■ **Texte fourni**
▬▬▬▬▬▬▬▬▬▬
France | France, Cour d'appel de Paris, Pôle 6 - chambre 10, 26 avril 2011, 09/03937


RÉPUBLIQUE FRANÇAISE

AU NOM DU PEUPLE FRANÇAIS





COUR D'APPEL DE PARIS

Pôle 6 - Chambre 10



ARRÊT DU 26 Avril 2011

(n° 2 , 4 pages)



Numéro d'inscription au répertoire général : S 09/03937



Décision déférée à la cour : jugement rendu le 19 Mars 2009 par le conseil de prud'hommes de PARIS section industrie RG n° 07/10170





APPELANT

Monsieur [W] [K]

[Adresse 1]

[Localité 4]

représenté par Me Ronald VARDAGUER, avocat au barreau de PARIS, toque : E

1222 substitué par Me Monique BRANQUART-CHASTANIER, avocat au barreau de PARIS, toque : C0271







INTIMÉE

SA COUVERTURE - PLOMBERIE - CHAUFFAGE (CPC)

[Adresse 2]

[Localité 3]...

RÉPUBLIQUE FRANÇAISE

AU NOM DU PEUPLE FRANÇAIS

COUR D'APPEL DE PARIS

Pôle 6 - Chambre 10

ARRÊT DU 26 Avril 2011

(n° 2 , 4 pages)

Numéro d'inscription au répertoire général : S 09/03937

Décision déférée à la cour : jugement rendu le 19 Mars 2009 par le conseil de prud'hommes de PARIS section industrie RG n° 07/10170

APPELANT

Monsieur [W] [K]

[Adresse 1]

[Localité 4]

représenté par Me Ronald VARDAGUER, avocat au barreau de PARIS, toque : E1222 substitué par Me Monique BRANQUART-CHASTANIER, avocat au barreau de PARIS, toque : C0271

INTIMÉE

SA COUVERTURE - PLOMBERIE - CHAUFFAGE (CPC)

[Adresse 2]

[Localité 3]

représentée par Me Nathalie LEROY, avocat au barreau de PARIS, toque : D 458

COMPOSITION DE LA COUR :

En application des dispositions de l'article 945-1 du code de procédure civile, l'affaire a été débattue le 16 Février 2011, en audience publique, les parties ne s'y étant pas opposées, devant Mme Marie-Aleth TRAPET, conseiller, chargée d'instruire l'affaire.
▬▬▬▬▬▬▬▬▬▬
■ **Les lignes**
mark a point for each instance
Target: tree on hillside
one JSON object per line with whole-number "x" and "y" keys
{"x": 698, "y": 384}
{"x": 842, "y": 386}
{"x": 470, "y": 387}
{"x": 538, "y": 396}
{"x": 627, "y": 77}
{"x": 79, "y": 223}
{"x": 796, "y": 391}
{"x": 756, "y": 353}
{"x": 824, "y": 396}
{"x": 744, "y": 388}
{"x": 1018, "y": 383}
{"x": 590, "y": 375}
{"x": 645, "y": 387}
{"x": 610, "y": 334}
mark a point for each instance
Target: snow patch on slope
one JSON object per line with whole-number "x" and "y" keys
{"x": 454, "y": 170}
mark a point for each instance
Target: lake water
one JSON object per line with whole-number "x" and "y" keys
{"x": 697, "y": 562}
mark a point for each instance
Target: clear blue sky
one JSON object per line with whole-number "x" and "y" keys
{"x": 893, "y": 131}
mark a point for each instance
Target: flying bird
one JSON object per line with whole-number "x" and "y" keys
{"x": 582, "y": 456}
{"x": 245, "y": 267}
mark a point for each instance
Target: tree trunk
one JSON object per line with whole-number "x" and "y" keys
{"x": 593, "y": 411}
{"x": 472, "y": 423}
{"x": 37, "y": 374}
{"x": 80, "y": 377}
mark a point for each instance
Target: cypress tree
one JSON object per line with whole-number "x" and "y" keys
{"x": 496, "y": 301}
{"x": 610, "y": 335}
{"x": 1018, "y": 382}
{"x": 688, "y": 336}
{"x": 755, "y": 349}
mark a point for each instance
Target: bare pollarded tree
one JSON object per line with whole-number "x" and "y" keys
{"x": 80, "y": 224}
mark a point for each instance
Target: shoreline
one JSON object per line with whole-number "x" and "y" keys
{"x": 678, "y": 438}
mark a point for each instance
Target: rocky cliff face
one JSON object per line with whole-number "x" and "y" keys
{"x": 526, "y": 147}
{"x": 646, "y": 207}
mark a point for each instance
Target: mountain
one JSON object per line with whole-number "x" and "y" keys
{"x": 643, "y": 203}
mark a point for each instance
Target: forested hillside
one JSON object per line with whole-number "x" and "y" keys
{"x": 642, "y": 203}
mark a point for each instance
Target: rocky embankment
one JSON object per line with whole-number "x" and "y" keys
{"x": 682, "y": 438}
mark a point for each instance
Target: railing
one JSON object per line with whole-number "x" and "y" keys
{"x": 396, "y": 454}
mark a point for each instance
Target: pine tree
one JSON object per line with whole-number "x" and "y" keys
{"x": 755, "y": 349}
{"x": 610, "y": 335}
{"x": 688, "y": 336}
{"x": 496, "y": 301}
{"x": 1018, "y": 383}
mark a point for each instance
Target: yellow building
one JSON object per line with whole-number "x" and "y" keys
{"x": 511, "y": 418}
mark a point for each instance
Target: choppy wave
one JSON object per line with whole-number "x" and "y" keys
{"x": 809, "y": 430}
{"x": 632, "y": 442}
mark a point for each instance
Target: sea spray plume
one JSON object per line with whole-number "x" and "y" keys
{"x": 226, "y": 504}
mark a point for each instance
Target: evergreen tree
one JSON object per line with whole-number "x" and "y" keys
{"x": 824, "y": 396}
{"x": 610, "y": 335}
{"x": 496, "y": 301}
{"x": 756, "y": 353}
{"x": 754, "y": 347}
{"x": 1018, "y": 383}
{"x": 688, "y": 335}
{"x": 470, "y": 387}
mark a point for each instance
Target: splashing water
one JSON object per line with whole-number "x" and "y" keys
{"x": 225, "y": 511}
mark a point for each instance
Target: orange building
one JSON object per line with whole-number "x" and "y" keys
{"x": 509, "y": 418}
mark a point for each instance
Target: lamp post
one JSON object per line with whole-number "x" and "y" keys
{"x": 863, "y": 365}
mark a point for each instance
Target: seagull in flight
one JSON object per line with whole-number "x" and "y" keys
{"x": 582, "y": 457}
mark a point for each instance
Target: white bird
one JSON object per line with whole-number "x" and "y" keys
▬▬▬▬▬▬▬▬▬▬
■ **À faire**
1. D'après l'arrêt de la cour d'appel de Paris, quel jour l'affaire a-t-elle été débattue en audience publique ?
2. Prolongez l'arrêt de la cour d'appel de Paris en reprenant juste après sa dernière phrase.

■ **Les réponses**
1. Le 16 février 2011.

2.
Ce magistrat a rendu compte des plaidoiries dans le délibéré de la cour, composée de :

Madame Brigitte BOITAUD, président

Monsieur Philippe LABREGERE, conseiller

Madame Marie-Aleth TRAPET, conseiller

Greffier : Monsieur Polycarpe GARCIA, lors des débats

ARRÊT :

- contradictoire

- prononcé publiquement par Madame Brigitte BOITAUD, président

- signé par Madame Brigitte BOITAUD, président et par Monsieur Polycarpe GARCIA, greffier présent lors du prononcé.

FAITS ET PROCÉDURE

Monsieur [W] [K] est entré au service de la SA COUVERTURE PLOMBERIE CHAUFFAGE - dite CPC - le 20 mars 1993, en qualité de plombier, ouvrier professionnel.

Le 31 août 2007, [W] [K] a adressé à son employeur une lettre ainsi rédigée:

'Je viens par la présente confirmer ma démission de l'emploi de plombier que j'occupe dans votre société depuis mars 1993.

Après expiration du délai de préavis de quinze jours conforme aux usages, je serai donc libre de tout engagement à compter du 14 septembre 2007.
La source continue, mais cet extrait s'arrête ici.